◆ **OBJECTIVE**
Pick up the blog post recommending Sarah Manguso's poetry after its final line and carry it forward.

◆ **TEXT TO READ**
——————

I just realized that I have been writing so much about film lately! This realization comes along (unsurprisingly) with the quarter-life-crisis epiphany that perhaps I should have applied to Master's programs in Film Studies rather than Ph.D. programs in English Literature. But right now I'm telling myself that English is my sturdy horse and I can always do a film concentration. Hell, I don't even know if I'll get into school!
But along those lines, you all should really read Sarah Manguso.
Look, isn't she pretty? And I'm not just saying you should read her because she happens to be one of my authors (or will be, come June). Even if you don't like poetry, you'll like Manguso. She's an excellent writer and her poetry is the best contemporary poetry I have read in years.
Before I gave my eyes to a liar with ruined entrails
I saw the shape for the fifteenth time.
I thought I saw how the story got told.
And I gave it everything.
Blind I listen to all the little sounds.
How pretty they are.
I arrive and arrive.

——————

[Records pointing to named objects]

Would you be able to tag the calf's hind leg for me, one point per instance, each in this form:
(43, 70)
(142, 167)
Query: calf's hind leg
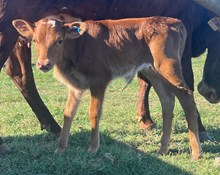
(69, 113)
(189, 107)
(167, 100)
(95, 111)
(143, 111)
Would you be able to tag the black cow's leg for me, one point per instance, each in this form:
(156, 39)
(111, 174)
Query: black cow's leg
(143, 111)
(188, 77)
(19, 69)
(3, 148)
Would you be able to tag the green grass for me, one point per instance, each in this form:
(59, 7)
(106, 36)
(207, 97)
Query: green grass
(124, 150)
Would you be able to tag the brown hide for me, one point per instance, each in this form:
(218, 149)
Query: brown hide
(191, 15)
(118, 48)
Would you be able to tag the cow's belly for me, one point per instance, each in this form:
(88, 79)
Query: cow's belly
(128, 72)
(74, 81)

——————

◆ **RESULT FOR THIS TASK**
Look——I am the statue that thinks it's running.
I don't know about you, but that last line really kicks me in the gut.
This poem is from her second collection of poetry, called, Siste Viator. Her first collection is entitled The Captain Lands in Paradise. See these and more (like a short story collection from McSweeney's) at her website.
Manguso's upcoming book (with us) is The Two Kinds of Decay, a memoir about a life-threatening illness that struck her when she was a freshman at Harvard. I hate illness memoirs, but I can honestly say this is one of the best books I've read, ever. Manguso's poetry (and her prose, which reads like poetry) has a psychic, celestial quality to it, and her comfort with violence and death is perplexingly both refreshing and terrifying. Siste Viator has been my amulet against bad blood and feelings of helplessness many a time. I recommend it for constant-carrying in your bag.
I'll let Sarah do the work here, but do let me know what you think.
Sometimes I think I understand the way things work
And then I find out that on Neptune it rains diamonds.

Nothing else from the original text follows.